(Region labeling material)
******

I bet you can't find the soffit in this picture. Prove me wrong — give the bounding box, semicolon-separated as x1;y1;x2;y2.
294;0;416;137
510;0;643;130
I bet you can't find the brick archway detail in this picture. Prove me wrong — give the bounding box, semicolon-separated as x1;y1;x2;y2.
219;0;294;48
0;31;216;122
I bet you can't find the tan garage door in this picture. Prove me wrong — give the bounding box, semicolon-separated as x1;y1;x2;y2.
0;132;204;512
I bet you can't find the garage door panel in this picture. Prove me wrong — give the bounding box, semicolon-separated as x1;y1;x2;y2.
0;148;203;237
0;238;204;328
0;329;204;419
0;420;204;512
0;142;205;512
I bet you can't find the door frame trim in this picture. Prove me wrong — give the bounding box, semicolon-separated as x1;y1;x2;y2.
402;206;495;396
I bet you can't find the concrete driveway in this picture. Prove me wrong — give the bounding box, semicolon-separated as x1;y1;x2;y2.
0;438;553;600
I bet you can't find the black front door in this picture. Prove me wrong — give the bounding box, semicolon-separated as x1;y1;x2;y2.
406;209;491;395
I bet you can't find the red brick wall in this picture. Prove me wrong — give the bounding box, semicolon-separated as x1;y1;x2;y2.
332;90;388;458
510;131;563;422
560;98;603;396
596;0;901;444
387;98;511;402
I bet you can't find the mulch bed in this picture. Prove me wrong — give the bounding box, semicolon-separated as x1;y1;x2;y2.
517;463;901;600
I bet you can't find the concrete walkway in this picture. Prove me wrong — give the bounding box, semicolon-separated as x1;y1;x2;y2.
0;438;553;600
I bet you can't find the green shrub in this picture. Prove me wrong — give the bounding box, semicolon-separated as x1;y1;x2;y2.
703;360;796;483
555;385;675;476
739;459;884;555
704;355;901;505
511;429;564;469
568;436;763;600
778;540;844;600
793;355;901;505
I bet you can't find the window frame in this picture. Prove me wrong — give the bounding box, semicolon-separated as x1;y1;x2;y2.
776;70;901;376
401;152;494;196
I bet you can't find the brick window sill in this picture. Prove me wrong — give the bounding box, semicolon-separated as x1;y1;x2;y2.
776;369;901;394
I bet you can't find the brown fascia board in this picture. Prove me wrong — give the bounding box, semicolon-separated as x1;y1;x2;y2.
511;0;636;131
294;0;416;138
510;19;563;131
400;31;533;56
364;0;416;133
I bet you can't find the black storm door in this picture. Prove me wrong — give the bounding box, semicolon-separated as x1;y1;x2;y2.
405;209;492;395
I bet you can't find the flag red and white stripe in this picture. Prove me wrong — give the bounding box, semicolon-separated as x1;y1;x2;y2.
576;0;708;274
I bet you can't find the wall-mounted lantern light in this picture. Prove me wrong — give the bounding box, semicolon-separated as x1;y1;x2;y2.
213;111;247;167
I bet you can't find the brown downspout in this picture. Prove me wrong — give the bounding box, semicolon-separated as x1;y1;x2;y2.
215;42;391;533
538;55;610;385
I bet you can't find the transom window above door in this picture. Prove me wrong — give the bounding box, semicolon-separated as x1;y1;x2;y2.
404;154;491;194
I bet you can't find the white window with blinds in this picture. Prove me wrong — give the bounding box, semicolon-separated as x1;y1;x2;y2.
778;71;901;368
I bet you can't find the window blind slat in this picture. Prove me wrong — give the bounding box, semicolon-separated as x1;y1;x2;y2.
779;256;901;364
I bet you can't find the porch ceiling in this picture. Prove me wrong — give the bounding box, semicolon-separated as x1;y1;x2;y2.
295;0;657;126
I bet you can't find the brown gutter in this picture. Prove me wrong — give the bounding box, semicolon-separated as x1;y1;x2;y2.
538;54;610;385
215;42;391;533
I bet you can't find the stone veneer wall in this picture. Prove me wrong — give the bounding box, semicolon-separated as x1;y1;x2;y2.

******

_STATED EXERCISE_
Rewrite all of the material above as a numbered list, leaving out any blank lines.

_THE ANSWER_
1. I bet you can't find the soffit in this picture. Prove me wrong — give the bounding box, semicolon-separated as x1;y1;x2;y2.
2. 294;0;416;137
3. 510;0;643;130
4. I bet you can't find the brick archway detail in this picture. Prove me wrong — give the bounding box, semicolon-separated as x1;y1;x2;y2.
5. 219;0;294;48
6. 0;31;216;122
7. I bet you can't find the tan garage door in this picture. Prove me wrong — give the bounding box, semicolon-separated as x1;y1;x2;y2.
8. 0;132;204;512
9. I bet you can't find the garage door panel in this picture. Prove me wrong — give the bounding box, semicolon-separated as x1;y1;x2;y2.
10. 0;148;203;237
11. 0;238;204;328
12. 0;329;204;419
13. 0;420;204;512
14. 0;142;205;512
15. I bet you can't find the door frame trim in this picture. Prove me wrong — give the bounding box, semicolon-separated as x1;y1;x2;y2.
16. 402;206;495;396
17. I bet you can't find the concrete driveway in this picture. Prove me wrong — give the bounding box, semicolon-separated as x1;y1;x2;y2.
18. 0;438;553;600
19. I bet you can't find the black front door in this picture. Prove me wrong — give the bounding box, semicolon-separated as x1;y1;x2;y2.
20. 406;209;491;395
21. I bet you can't find the red brick wall in this picture. Prove me wrong — give the bounding box, semicolon-separated as x1;y1;x2;y2.
22. 332;90;388;458
23. 510;131;563;422
24. 560;98;603;396
25. 596;0;901;444
26. 387;98;511;402
27. I bet you can't find the mulch bed in this picture. Prove me wrong — give the bounding box, semicolon-separated as x1;y1;x2;y2.
28. 517;463;901;600
29. I bet you can't find the concrete walkway in this picture. Prove me wrong — give the bounding box, semicolon-separated as x1;y1;x2;y2.
30. 0;438;553;600
31. I bet you can't find the green shrub in this picture. Prove me wrong — give the bounding box, semicolon-separated as x1;y1;x2;y2.
32. 703;360;796;483
33. 555;385;675;476
34. 739;459;884;555
35. 704;355;901;505
36. 511;429;564;469
37. 568;436;763;600
38. 778;540;844;600
39. 793;355;901;505
40. I bet you can't find the window frame in this picture. Prove me wrong — give the bounding box, semicolon-separated as x1;y1;x2;y2.
41. 776;70;901;376
42. 401;152;494;196
43. I bet you can't find the brick window sill in this picture. Prove me wrong — give the bounding box, semicolon-separated as x1;y1;x2;y2.
44. 776;369;901;394
45. I bet you can't find the brown fascia board in this picture. Prove me wrong — give the bounding box, semicolon-separated as x1;y1;x2;y2.
46. 511;0;636;131
47. 294;0;416;138
48. 510;19;563;131
49. 400;31;533;56
50. 364;0;416;133
51. I bet you can't find the black storm door in this picture. Prove me wrong — give the bounding box, semicolon-separated as x1;y1;x2;y2.
52. 405;209;492;395
53. I bet you can't find the flag red and white stripe in this picture. Prove me wrong — give the bounding box, semicolon-separated as x1;y1;x2;y2.
54. 576;0;708;274
55. I bet you can't find the wall-mounted lantern light in this picture. Prove me wrong — give the bounding box, semicolon-separated as x1;y1;x2;y2.
56. 213;111;247;167
57. I bet you can't find the brown downspout in this picture. Prove me wrong — give the bounding box, semicolon-separated as x1;y1;x2;y2.
58. 215;42;391;533
59. 538;55;610;385
60. I bet you can't find the transom window above door in this picture. Prove me wrong — give the bounding box, semicolon-separated as x1;y1;x2;y2.
61. 404;154;491;194
62. I bet you can't find the white window with blinds in this picture. Prove me wrong — give the bounding box, semicolon-separated as x1;y1;x2;y2.
63. 778;71;901;368
64. I bet you can't find the window blind slat in this picture. Prove me wrong — give the bounding box, semicolon-separated as x1;y1;x2;y2.
65. 779;256;901;364
66. I bet you can't find the porch ceiling in this picture. Prove me wrong — give the bounding box, semicolon-separated as x1;y1;x2;y2.
67. 295;0;657;126
68. I bet you can't find the brown gutter in this picture. Prove me wrong — give the bounding box, semicolon-separated as x1;y1;x2;y2.
69. 538;54;610;385
70. 215;42;391;533
71. I bet you can't find the stone veneer wall in this picture. Prove me wrong — give the bounding box, semicolon-separated as x1;y1;x2;y2.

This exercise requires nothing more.